[Begin]
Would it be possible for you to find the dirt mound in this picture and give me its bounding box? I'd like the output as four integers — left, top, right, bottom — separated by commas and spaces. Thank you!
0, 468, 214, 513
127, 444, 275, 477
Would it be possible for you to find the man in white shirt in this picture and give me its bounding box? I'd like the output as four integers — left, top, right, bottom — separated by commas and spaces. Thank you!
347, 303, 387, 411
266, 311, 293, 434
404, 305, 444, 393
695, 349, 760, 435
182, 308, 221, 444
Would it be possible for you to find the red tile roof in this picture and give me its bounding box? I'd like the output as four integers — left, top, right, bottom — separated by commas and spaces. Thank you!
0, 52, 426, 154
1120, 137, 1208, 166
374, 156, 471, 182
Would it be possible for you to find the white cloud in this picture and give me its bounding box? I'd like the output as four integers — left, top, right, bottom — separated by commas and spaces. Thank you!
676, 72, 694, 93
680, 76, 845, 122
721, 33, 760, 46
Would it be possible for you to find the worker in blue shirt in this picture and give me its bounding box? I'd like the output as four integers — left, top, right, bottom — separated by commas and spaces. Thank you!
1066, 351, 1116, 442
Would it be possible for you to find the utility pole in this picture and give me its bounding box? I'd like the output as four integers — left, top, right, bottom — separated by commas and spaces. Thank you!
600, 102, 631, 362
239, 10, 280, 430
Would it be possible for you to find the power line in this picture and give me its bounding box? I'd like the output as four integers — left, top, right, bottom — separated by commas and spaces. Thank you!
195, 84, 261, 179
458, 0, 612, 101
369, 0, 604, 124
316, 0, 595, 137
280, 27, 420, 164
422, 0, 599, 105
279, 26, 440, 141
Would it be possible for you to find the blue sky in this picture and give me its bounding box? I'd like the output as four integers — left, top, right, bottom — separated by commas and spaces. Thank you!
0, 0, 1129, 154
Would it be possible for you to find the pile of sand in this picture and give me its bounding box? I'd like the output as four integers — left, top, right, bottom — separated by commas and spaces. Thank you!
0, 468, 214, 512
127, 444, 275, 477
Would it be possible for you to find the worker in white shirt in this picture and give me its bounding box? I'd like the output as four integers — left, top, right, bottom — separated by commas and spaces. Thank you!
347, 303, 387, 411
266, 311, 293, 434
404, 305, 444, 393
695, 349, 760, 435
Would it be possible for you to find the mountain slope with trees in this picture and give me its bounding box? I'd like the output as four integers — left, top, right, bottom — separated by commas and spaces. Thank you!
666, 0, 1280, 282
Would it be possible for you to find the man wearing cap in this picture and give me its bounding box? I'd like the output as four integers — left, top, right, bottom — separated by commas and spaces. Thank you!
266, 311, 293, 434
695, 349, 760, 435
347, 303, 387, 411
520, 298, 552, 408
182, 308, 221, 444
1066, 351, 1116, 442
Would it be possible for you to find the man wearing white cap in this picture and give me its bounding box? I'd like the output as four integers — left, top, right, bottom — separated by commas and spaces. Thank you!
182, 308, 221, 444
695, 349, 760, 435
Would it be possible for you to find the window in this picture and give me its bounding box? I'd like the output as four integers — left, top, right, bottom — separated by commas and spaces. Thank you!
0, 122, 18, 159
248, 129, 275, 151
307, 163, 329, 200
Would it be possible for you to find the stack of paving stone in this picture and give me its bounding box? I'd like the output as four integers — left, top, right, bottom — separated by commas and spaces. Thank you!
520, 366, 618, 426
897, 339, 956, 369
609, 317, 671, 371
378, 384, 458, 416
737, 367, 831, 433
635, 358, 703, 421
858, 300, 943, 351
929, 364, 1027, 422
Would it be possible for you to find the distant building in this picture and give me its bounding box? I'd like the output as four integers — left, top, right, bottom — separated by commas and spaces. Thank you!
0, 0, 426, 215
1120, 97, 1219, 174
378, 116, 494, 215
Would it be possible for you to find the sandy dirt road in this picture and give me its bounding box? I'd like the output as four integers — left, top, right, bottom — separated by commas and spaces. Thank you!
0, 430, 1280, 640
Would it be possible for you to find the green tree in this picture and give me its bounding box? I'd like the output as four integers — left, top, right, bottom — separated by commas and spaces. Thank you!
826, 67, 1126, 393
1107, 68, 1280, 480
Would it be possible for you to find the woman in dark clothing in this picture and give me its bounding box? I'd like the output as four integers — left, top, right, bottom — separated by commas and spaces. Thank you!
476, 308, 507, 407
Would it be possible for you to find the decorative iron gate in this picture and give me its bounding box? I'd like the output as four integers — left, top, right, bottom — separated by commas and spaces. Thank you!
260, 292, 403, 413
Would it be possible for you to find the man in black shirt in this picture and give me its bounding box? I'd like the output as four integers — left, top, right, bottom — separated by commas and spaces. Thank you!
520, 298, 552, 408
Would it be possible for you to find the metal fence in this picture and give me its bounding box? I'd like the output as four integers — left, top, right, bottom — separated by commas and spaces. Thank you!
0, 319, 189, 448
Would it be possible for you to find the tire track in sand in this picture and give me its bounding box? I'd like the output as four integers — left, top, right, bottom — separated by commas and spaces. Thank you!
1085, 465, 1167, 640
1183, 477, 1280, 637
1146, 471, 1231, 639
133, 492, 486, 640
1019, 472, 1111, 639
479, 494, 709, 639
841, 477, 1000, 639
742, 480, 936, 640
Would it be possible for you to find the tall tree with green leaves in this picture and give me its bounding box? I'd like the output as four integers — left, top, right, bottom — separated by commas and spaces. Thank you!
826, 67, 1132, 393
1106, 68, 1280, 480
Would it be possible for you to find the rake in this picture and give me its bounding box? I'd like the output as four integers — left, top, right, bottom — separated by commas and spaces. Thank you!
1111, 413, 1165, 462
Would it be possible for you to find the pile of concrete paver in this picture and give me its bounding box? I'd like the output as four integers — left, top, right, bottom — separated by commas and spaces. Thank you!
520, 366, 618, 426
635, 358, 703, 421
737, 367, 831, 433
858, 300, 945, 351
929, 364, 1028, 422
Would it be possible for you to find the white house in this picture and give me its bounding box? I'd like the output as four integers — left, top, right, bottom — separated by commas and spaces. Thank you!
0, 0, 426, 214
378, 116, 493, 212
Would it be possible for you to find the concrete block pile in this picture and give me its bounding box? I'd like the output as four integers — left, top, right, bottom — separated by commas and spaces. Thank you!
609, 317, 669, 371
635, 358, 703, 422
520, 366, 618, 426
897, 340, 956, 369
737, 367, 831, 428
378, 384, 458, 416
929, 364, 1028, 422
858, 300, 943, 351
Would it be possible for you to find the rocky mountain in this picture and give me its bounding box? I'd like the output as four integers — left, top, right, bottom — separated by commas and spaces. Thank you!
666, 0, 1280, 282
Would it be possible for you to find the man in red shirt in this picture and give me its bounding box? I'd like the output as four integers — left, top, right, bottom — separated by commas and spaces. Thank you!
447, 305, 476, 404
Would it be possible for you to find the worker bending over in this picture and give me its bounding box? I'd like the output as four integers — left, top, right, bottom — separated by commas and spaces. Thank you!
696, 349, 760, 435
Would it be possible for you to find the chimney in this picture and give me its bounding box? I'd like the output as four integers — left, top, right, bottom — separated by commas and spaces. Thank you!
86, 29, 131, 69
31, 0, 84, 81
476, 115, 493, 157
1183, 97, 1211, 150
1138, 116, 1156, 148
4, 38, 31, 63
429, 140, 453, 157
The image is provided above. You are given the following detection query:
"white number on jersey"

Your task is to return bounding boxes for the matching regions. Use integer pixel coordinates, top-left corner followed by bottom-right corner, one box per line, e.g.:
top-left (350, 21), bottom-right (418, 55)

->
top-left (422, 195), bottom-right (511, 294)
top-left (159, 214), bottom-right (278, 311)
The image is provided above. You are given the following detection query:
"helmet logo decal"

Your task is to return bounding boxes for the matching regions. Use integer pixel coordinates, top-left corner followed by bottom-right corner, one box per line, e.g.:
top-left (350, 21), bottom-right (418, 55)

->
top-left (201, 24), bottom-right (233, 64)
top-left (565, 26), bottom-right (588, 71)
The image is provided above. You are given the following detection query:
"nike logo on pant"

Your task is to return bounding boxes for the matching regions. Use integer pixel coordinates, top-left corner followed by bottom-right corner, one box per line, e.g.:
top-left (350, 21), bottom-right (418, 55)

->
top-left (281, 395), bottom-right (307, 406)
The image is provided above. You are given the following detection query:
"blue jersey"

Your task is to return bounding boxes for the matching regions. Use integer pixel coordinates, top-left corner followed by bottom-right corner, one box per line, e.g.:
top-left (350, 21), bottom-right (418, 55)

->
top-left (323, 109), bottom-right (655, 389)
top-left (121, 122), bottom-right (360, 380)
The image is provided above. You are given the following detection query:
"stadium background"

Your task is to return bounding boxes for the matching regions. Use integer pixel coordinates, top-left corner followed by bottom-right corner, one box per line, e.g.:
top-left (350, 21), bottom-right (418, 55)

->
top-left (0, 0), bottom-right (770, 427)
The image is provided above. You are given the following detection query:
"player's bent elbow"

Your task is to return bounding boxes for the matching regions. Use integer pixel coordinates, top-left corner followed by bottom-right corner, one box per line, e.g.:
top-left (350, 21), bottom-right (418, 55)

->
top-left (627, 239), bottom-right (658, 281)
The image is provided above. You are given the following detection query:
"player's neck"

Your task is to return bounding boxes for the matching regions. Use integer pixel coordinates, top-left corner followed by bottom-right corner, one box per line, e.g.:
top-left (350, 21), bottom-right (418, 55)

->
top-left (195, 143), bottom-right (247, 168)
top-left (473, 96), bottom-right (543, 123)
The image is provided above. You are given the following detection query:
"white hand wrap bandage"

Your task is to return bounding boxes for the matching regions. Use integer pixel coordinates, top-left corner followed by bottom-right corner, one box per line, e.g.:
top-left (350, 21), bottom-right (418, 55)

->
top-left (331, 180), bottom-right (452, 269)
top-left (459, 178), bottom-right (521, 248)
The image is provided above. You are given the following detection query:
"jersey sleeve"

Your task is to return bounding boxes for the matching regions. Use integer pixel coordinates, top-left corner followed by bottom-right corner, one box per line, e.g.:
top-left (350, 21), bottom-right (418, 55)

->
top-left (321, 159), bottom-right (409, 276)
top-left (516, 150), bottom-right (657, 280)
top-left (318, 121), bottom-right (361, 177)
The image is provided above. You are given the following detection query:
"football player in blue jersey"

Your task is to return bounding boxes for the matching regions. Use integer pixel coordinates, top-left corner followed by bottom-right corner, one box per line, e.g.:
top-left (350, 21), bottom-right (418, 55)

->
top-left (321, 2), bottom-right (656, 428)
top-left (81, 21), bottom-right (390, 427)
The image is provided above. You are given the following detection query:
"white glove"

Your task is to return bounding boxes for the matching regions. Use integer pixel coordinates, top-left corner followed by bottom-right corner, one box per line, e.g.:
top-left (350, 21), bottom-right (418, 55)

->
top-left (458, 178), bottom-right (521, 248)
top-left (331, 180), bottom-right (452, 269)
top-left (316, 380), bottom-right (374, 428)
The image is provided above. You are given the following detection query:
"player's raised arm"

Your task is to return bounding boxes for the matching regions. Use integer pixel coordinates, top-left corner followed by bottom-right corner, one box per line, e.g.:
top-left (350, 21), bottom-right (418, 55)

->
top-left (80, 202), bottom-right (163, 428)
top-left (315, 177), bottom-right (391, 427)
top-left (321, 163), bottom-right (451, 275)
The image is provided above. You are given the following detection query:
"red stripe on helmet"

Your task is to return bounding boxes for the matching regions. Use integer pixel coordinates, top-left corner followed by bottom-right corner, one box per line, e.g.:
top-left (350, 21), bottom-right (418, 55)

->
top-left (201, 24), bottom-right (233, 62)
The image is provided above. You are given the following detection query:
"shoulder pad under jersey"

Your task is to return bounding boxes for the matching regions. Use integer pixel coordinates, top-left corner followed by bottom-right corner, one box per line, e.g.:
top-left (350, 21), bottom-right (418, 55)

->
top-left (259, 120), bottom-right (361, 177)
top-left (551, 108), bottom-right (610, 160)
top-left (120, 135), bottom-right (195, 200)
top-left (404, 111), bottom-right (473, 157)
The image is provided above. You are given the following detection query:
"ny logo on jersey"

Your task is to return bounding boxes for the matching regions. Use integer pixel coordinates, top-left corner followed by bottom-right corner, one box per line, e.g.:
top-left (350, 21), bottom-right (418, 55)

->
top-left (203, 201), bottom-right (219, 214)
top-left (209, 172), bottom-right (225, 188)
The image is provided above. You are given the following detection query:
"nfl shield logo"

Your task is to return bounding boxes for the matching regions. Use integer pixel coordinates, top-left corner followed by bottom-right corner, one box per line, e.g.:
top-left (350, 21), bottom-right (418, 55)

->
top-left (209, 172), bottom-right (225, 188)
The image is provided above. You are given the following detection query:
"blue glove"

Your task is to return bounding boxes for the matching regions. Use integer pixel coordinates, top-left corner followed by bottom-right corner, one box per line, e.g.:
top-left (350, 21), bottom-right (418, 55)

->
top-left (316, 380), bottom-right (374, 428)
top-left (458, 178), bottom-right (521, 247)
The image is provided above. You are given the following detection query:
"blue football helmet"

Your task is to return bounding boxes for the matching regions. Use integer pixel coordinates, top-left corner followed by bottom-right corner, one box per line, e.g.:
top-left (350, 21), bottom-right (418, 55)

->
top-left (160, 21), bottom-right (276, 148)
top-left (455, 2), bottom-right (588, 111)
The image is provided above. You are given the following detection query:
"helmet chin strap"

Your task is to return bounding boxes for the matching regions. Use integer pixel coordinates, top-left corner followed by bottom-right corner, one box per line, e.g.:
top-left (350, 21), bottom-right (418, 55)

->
[End]
→ Stated task: Retype the material starting at the line containing "Would it be possible for you to find the green" and ending at the line containing "1107, 68, 1280, 480", reproducing each line precisely.

→ Response to the task:
Would it be possible for you to find the green tree in this picture and give me its bounding box? I'd like the output as four integers — left, top, right, bottom — separated by commas and spaces. Thank you!
826, 67, 1126, 393
1107, 68, 1280, 480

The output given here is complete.